(WHAT THE TASK REQUIRES):
Where a line of the entries below includes the string "Query", count it. Give only the resulting number.

(GIVEN DATA):
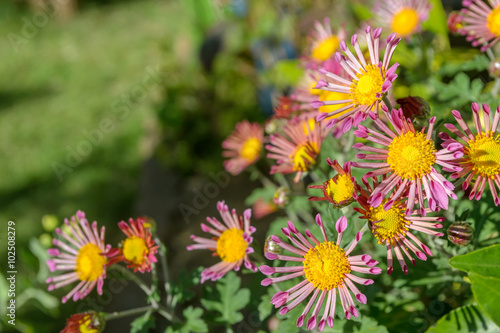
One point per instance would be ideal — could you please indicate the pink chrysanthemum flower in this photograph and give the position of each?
(481, 152)
(231, 242)
(481, 22)
(393, 228)
(326, 269)
(408, 160)
(138, 250)
(404, 17)
(368, 83)
(80, 256)
(298, 149)
(339, 190)
(243, 146)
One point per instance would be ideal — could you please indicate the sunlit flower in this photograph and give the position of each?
(339, 190)
(367, 84)
(481, 22)
(88, 322)
(138, 250)
(231, 242)
(481, 152)
(298, 149)
(408, 160)
(80, 256)
(395, 230)
(404, 17)
(243, 146)
(327, 270)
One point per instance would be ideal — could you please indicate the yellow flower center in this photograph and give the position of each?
(364, 90)
(411, 155)
(343, 190)
(405, 21)
(325, 48)
(251, 149)
(304, 155)
(333, 96)
(134, 249)
(391, 223)
(493, 21)
(231, 246)
(326, 265)
(484, 153)
(89, 262)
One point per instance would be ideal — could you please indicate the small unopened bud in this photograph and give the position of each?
(460, 233)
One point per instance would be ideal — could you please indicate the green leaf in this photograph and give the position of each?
(465, 319)
(229, 299)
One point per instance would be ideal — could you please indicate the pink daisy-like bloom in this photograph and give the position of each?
(80, 255)
(139, 249)
(243, 146)
(298, 149)
(368, 83)
(408, 159)
(231, 242)
(395, 230)
(481, 152)
(481, 22)
(404, 17)
(326, 269)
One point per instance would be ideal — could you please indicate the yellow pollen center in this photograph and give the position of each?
(325, 48)
(411, 155)
(231, 246)
(251, 149)
(364, 90)
(326, 265)
(135, 249)
(405, 21)
(89, 262)
(342, 190)
(388, 225)
(493, 21)
(304, 156)
(484, 154)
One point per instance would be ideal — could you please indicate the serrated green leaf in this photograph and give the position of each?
(465, 319)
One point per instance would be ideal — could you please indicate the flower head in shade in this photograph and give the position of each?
(88, 322)
(480, 164)
(243, 146)
(339, 190)
(326, 269)
(407, 164)
(297, 150)
(231, 242)
(481, 22)
(139, 249)
(368, 82)
(404, 17)
(79, 254)
(394, 229)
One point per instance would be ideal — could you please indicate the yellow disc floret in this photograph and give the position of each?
(484, 154)
(250, 150)
(326, 265)
(411, 155)
(325, 48)
(135, 249)
(231, 246)
(365, 90)
(493, 21)
(388, 224)
(404, 21)
(89, 262)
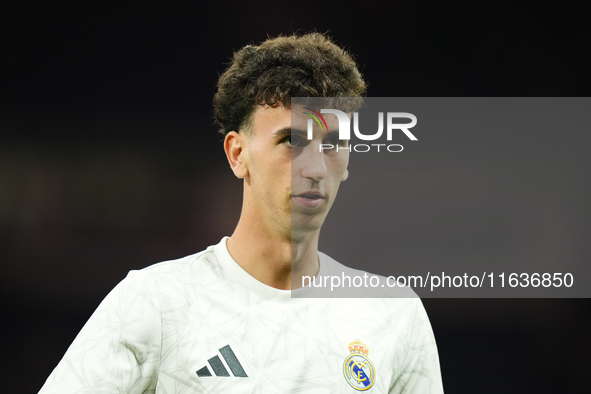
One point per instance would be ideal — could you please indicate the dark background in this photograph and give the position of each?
(109, 159)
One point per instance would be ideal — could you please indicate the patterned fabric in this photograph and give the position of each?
(201, 324)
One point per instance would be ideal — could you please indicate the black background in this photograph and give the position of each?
(109, 159)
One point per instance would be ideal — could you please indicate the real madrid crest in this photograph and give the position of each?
(357, 368)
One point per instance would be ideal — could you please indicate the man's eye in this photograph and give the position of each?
(294, 141)
(334, 140)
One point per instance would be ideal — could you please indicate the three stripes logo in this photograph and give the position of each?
(218, 367)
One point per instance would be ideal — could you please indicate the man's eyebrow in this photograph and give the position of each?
(332, 134)
(288, 131)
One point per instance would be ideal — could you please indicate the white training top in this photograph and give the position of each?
(201, 324)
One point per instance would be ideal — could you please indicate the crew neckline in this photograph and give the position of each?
(241, 276)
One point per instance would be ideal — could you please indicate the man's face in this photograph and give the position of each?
(293, 184)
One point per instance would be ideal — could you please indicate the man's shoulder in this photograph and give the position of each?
(337, 280)
(194, 267)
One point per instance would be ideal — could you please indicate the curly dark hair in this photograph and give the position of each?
(280, 68)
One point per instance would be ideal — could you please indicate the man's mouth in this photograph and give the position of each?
(309, 199)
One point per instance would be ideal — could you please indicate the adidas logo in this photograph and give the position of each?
(218, 367)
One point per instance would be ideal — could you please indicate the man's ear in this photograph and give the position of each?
(234, 146)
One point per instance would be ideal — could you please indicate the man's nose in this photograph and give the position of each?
(313, 162)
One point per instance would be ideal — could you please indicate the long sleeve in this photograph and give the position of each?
(420, 373)
(118, 349)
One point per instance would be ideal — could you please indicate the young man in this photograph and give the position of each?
(224, 320)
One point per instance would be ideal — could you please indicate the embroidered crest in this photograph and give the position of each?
(357, 369)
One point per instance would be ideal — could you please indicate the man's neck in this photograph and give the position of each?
(272, 259)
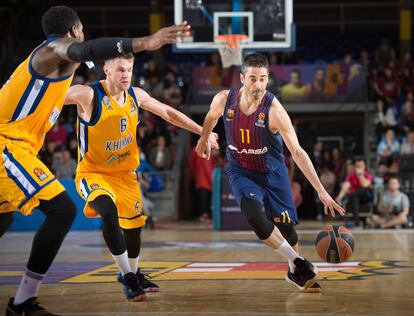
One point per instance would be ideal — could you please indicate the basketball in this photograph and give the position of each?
(335, 244)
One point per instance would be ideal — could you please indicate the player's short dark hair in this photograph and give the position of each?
(255, 60)
(58, 20)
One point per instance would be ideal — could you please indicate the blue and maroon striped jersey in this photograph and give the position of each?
(250, 143)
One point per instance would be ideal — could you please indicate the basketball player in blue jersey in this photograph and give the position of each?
(256, 125)
(31, 102)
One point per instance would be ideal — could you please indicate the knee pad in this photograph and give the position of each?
(255, 215)
(61, 208)
(288, 231)
(105, 207)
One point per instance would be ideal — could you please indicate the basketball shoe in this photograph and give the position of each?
(29, 307)
(146, 284)
(304, 277)
(131, 287)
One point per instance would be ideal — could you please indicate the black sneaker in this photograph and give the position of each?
(305, 274)
(146, 284)
(131, 287)
(315, 288)
(29, 307)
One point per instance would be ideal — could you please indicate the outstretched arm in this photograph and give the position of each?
(82, 97)
(279, 121)
(70, 52)
(170, 114)
(216, 111)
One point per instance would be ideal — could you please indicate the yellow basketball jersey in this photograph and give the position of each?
(31, 104)
(107, 143)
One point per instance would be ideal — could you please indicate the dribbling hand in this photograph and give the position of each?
(203, 147)
(329, 204)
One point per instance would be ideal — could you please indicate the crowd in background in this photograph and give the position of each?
(389, 83)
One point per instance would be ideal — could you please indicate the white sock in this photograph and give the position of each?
(133, 263)
(287, 251)
(122, 262)
(29, 286)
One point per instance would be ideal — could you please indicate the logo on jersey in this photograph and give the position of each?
(94, 186)
(132, 108)
(118, 157)
(107, 102)
(123, 125)
(260, 120)
(259, 151)
(230, 115)
(118, 144)
(40, 173)
(54, 115)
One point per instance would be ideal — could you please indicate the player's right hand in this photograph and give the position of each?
(203, 147)
(168, 35)
(330, 204)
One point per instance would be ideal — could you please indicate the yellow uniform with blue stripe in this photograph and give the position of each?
(108, 156)
(29, 106)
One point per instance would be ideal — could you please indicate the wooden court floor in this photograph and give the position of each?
(205, 272)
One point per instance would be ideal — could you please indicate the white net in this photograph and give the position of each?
(231, 56)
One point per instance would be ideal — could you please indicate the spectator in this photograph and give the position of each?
(384, 54)
(160, 156)
(380, 178)
(357, 187)
(315, 90)
(385, 118)
(294, 91)
(407, 116)
(407, 81)
(387, 87)
(407, 148)
(64, 165)
(388, 149)
(393, 207)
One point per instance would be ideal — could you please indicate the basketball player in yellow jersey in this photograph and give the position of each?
(31, 101)
(108, 114)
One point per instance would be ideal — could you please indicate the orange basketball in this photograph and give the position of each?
(335, 244)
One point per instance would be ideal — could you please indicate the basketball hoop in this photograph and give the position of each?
(231, 51)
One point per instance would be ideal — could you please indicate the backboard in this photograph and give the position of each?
(267, 23)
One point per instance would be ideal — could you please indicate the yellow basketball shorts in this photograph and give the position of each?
(122, 188)
(24, 180)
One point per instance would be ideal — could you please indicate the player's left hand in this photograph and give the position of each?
(329, 204)
(203, 147)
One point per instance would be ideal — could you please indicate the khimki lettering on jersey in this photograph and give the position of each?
(249, 151)
(119, 144)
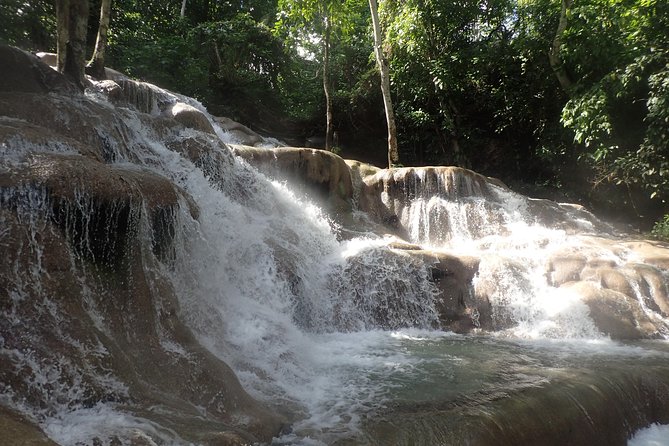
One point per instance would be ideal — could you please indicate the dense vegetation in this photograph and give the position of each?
(570, 94)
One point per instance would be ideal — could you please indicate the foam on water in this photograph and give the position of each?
(653, 435)
(322, 330)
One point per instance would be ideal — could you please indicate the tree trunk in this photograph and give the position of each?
(72, 19)
(63, 31)
(326, 84)
(96, 65)
(393, 154)
(554, 56)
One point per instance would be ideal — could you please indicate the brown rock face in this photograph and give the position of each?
(23, 72)
(321, 174)
(84, 298)
(624, 284)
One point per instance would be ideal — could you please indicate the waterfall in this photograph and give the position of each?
(536, 257)
(259, 277)
(158, 289)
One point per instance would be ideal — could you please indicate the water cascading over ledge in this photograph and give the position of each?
(543, 269)
(147, 264)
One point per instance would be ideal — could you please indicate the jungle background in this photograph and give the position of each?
(563, 99)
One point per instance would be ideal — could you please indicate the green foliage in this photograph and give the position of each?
(661, 229)
(620, 112)
(29, 25)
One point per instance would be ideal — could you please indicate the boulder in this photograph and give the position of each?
(614, 314)
(322, 175)
(21, 431)
(23, 72)
(191, 117)
(238, 133)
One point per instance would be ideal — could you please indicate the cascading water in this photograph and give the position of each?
(457, 211)
(260, 277)
(166, 242)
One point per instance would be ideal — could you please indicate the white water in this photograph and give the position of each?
(653, 435)
(312, 325)
(457, 213)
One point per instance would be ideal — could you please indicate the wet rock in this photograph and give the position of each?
(322, 175)
(613, 313)
(239, 133)
(18, 431)
(84, 298)
(191, 117)
(23, 72)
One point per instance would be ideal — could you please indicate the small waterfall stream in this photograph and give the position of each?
(110, 299)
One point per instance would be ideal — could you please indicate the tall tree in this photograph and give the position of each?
(96, 65)
(72, 23)
(324, 22)
(382, 63)
(554, 55)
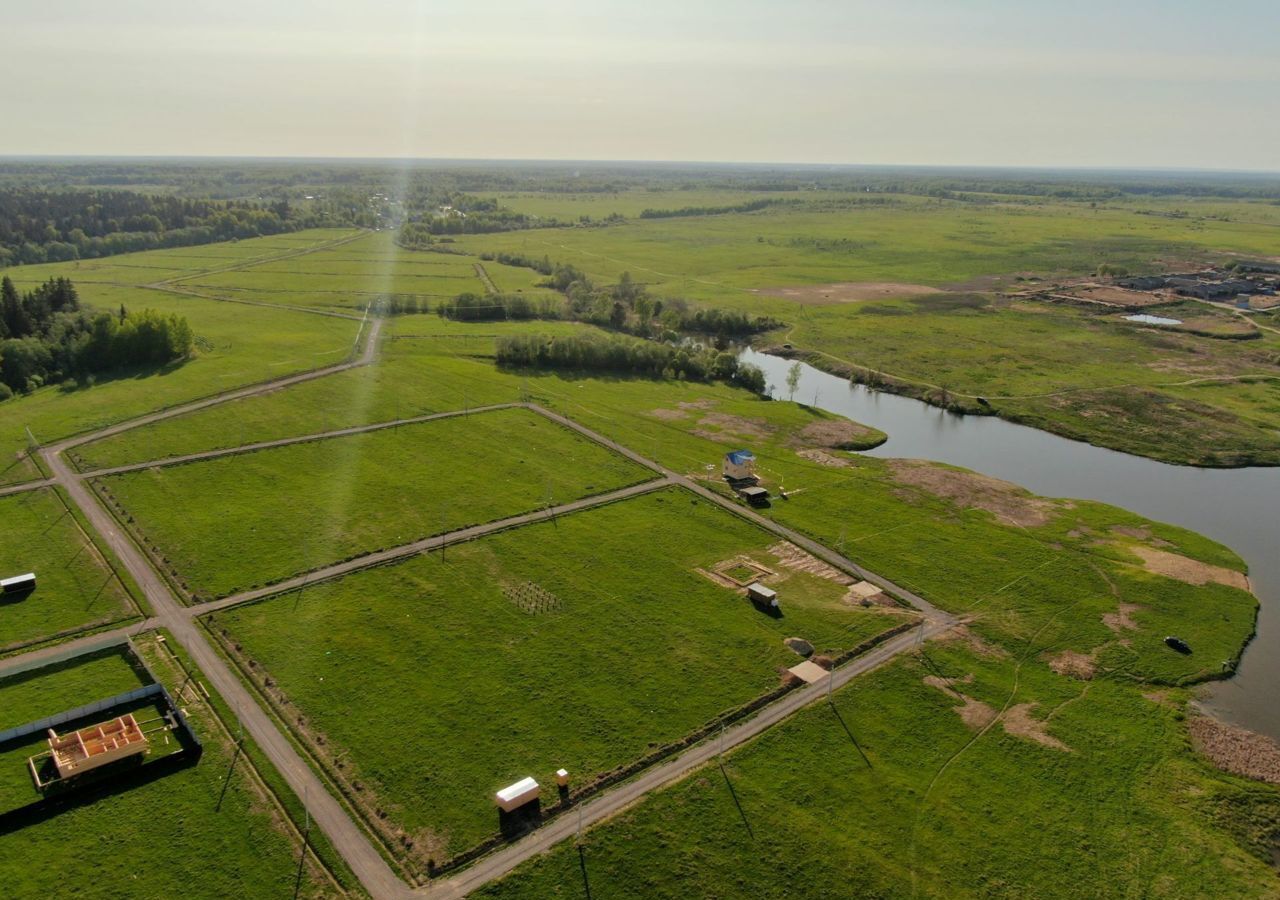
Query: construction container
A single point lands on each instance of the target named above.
(513, 796)
(18, 583)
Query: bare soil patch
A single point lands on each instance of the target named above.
(1019, 722)
(736, 425)
(974, 713)
(792, 557)
(1237, 750)
(1074, 665)
(1115, 296)
(1184, 569)
(849, 292)
(823, 458)
(835, 434)
(1002, 499)
(977, 644)
(1121, 620)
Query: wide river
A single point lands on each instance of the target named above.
(1239, 507)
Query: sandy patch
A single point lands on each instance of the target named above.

(THE ANSWER):
4